**Set of tasks**
A: Retype the passage of the bill summary between "Taxpayers face increased" and "of legislative text.", inclusive.
B: According to the bill summary, on what date was the bill introduced?
C: In the bill summary's sentence beginning "Prohibits entities that receive HHS grants," list each thing the annual HHS report must cover.

**Text under study**

+ + + + + + +

The bill broadens donor reimbursement access and improves transparency and administrative clarity, but does so at the cost of increased fiscal exposure, reduced ability to target scarce funds to the poorest patients, and potential loss of existing legal protections or transitional confusion.
Donors of organ-related expenses (including for chronic-condition patients) become eligible for reimbursement regardless of the recipient's income, expanding who can receive compensation.
Standardizing and simplifying statutory eligibility criteria reduces administrative burden and compliance uncertainty for HHS and grant recipients, making grant administration easier for hospitals and federal staff.
An annual HHS report will provide policymakers with quantified estimates of unreimbursed donor expenses and the funding needed to fully reimburse donors, supporting targeted appropriations and program adjustments.
Taxpayers face increased fiscal exposure because income-neutral eligibility can raise program costs and public reports of large unpaid reimbursement gaps may create pressure for additional appropriations.
Low-income patients and hospitals may lose a tool to concentrate limited assistance on the poorest recipients, diluting targeted aid.
Removing an existing statutory paragraph risks reducing protections or remedies for transplant recipients and may cause transitional confusion or litigation about coverage.
Based on analysis of 4 sections of legislative text.
Bars HHS grant recipients from considering organ recipients' income when reimbursing living donors, removes one statutory paragraph, and requires annual HHS reports on reimbursement shortfalls.
Introduced March 11, 2025 by Ben Ray Luján · Last progress March 11, 2025
Prohibits entities that receive HHS grants under 42 U.S.C. 274f from considering the organ recipient's income when deciding reimbursement to a living donor, removes one existing paragraph in the statute's eligibility/definition language, and requires HHS to publish an annual report on whether grant funding was sufficient to fully reimburse donors in the prior fiscal year, including counts of donors not fully reimbursed and the total additional funding needed. The amendment to the statute takes effect upon enactment.

+ + + + + + +

**Extracted information**

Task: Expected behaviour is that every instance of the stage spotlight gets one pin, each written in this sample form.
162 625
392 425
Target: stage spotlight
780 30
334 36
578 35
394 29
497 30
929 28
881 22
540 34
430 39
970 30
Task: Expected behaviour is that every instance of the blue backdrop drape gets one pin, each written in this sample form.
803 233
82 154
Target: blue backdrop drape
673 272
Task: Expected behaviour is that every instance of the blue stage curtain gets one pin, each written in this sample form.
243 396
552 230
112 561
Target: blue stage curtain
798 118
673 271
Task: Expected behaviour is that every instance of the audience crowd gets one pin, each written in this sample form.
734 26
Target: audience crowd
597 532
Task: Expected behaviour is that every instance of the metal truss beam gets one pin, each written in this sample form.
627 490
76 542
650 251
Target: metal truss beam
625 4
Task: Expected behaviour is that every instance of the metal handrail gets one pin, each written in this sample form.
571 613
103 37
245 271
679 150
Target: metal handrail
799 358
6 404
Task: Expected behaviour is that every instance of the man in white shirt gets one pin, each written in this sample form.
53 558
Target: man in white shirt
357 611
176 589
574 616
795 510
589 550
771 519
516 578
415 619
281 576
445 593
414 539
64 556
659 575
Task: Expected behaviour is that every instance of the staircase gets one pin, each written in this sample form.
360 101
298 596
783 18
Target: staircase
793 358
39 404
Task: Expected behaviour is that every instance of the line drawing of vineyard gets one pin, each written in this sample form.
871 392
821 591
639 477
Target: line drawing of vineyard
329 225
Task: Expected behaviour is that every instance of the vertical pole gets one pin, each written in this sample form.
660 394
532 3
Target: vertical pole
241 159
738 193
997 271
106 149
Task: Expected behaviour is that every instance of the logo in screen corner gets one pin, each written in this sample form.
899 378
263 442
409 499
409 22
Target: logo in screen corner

+ + + + + + +

**Per-task answers**
A:
Taxpayers face increased fiscal exposure because income-neutral eligibility can raise program costs and public reports of large unpaid reimbursement gaps may create pressure for additional appropriations.
Low-income patients and hospitals may lose a tool to concentrate limited assistance on the poorest recipients, diluting targeted aid.
Removing an existing statutory paragraph risks reducing protections or remedies for transplant recipients and may cause transitional confusion or litigation about coverage.
Based on analysis of 4 sections of legislative text.

B: March 11, 2025

C:
- Whether grant funding was sufficient to fully reimburse donors in the prior fiscal year
- Counts of donors not fully reimbursed
- The total additional funding needed